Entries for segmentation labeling
◇ ◇ ◇ ◇

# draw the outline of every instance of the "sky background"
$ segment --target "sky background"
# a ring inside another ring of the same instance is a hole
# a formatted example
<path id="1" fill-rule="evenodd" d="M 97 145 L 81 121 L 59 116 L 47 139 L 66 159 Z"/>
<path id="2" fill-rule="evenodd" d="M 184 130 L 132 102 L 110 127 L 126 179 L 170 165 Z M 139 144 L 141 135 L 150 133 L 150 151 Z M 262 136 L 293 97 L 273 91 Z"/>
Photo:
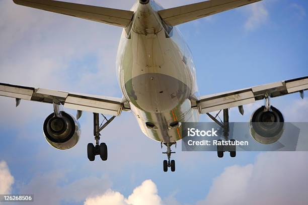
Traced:
<path id="1" fill-rule="evenodd" d="M 134 3 L 70 2 L 124 10 Z M 167 8 L 200 1 L 158 2 Z M 306 1 L 265 0 L 180 25 L 200 95 L 307 75 L 307 11 Z M 121 32 L 0 0 L 0 81 L 121 97 L 115 67 Z M 286 121 L 307 122 L 307 99 L 295 93 L 272 102 Z M 42 135 L 52 106 L 22 101 L 16 108 L 15 103 L 0 97 L 0 193 L 34 194 L 34 204 L 308 201 L 307 152 L 239 152 L 218 159 L 216 153 L 182 152 L 178 146 L 172 156 L 177 170 L 165 173 L 160 144 L 141 133 L 132 113 L 122 113 L 102 132 L 108 160 L 90 162 L 92 114 L 80 120 L 77 145 L 59 151 Z M 263 103 L 245 106 L 243 117 L 230 109 L 230 121 L 248 122 Z M 209 120 L 202 116 L 200 121 Z"/>

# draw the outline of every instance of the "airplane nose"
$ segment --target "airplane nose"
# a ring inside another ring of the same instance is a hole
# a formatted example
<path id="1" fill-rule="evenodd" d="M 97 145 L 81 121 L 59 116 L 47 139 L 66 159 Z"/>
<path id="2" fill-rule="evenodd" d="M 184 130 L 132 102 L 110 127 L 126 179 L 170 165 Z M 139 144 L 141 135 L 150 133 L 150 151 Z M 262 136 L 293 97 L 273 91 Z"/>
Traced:
<path id="1" fill-rule="evenodd" d="M 139 0 L 140 4 L 146 4 L 149 2 L 149 0 Z"/>

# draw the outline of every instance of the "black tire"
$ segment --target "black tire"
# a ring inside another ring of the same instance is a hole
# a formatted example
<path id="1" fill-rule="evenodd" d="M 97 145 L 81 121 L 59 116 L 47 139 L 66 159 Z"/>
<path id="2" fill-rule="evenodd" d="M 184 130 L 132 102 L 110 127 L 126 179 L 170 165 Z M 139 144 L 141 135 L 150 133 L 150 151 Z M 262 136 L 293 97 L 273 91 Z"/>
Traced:
<path id="1" fill-rule="evenodd" d="M 100 145 L 100 156 L 102 160 L 106 161 L 107 160 L 108 156 L 108 149 L 105 143 L 101 143 Z"/>
<path id="2" fill-rule="evenodd" d="M 168 162 L 167 160 L 164 160 L 163 162 L 163 165 L 164 167 L 164 171 L 167 172 L 168 170 Z"/>
<path id="3" fill-rule="evenodd" d="M 170 163 L 171 165 L 171 171 L 174 172 L 175 171 L 175 161 L 174 160 L 171 160 Z"/>
<path id="4" fill-rule="evenodd" d="M 88 158 L 93 161 L 95 159 L 95 147 L 92 143 L 89 143 L 87 149 Z"/>

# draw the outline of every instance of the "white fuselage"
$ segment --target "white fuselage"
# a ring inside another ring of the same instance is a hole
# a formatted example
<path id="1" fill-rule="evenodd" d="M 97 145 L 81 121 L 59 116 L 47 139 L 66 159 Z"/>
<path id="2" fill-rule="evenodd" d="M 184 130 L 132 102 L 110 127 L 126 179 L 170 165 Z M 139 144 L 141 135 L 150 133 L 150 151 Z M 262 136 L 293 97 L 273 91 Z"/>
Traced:
<path id="1" fill-rule="evenodd" d="M 137 3 L 132 24 L 123 29 L 117 60 L 119 84 L 143 133 L 162 142 L 182 138 L 181 122 L 196 122 L 195 66 L 176 28 L 164 25 L 153 1 Z M 179 123 L 177 123 L 177 122 Z"/>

◇ ◇ ◇ ◇

> [TASK REQUIREMENTS] Return the entries word for word, starting from the very first line and stopping after the line that contains "139 0 L 140". Leave the pictures out of your answer.

> [THE RESULT]
# draw the outline of every instance of the "sky background"
$ segment --target "sky background"
# a ring inside another ring of the same instance is a hole
# a formatted example
<path id="1" fill-rule="evenodd" d="M 97 145 L 81 121 L 59 116 L 47 139 L 66 159 Z"/>
<path id="2" fill-rule="evenodd" d="M 184 130 L 132 102 L 110 127 L 126 179 L 170 165 Z M 139 144 L 141 135 L 150 133 L 150 151 Z M 262 136 L 293 97 L 273 91 Z"/>
Photo:
Traced:
<path id="1" fill-rule="evenodd" d="M 134 3 L 70 2 L 124 10 Z M 167 8 L 200 1 L 158 2 Z M 306 1 L 265 0 L 180 25 L 200 95 L 307 75 L 307 11 Z M 121 32 L 0 0 L 0 81 L 121 97 L 115 67 Z M 286 121 L 307 122 L 307 99 L 295 93 L 272 102 Z M 42 135 L 52 106 L 22 101 L 16 108 L 15 103 L 0 97 L 0 193 L 34 194 L 34 204 L 308 201 L 307 152 L 239 152 L 218 159 L 216 153 L 182 152 L 178 146 L 172 156 L 177 170 L 165 173 L 160 144 L 141 133 L 132 113 L 122 113 L 102 132 L 108 160 L 90 162 L 92 114 L 80 120 L 77 145 L 59 151 Z M 263 103 L 245 106 L 243 117 L 230 109 L 230 121 L 248 122 Z M 209 120 L 202 116 L 200 121 Z"/>

# draw the outline of every instance of the "airplane nose"
$ segment --target "airplane nose"
# a ring inside another ring of the same instance is a hole
# a formatted example
<path id="1" fill-rule="evenodd" d="M 97 145 L 81 121 L 59 116 L 47 139 L 66 159 Z"/>
<path id="2" fill-rule="evenodd" d="M 184 130 L 132 102 L 110 127 L 126 179 L 170 165 Z M 139 144 L 141 135 L 150 133 L 150 151 Z M 262 136 L 293 97 L 273 91 Z"/>
Traced:
<path id="1" fill-rule="evenodd" d="M 139 0 L 140 4 L 146 4 L 149 2 L 149 0 Z"/>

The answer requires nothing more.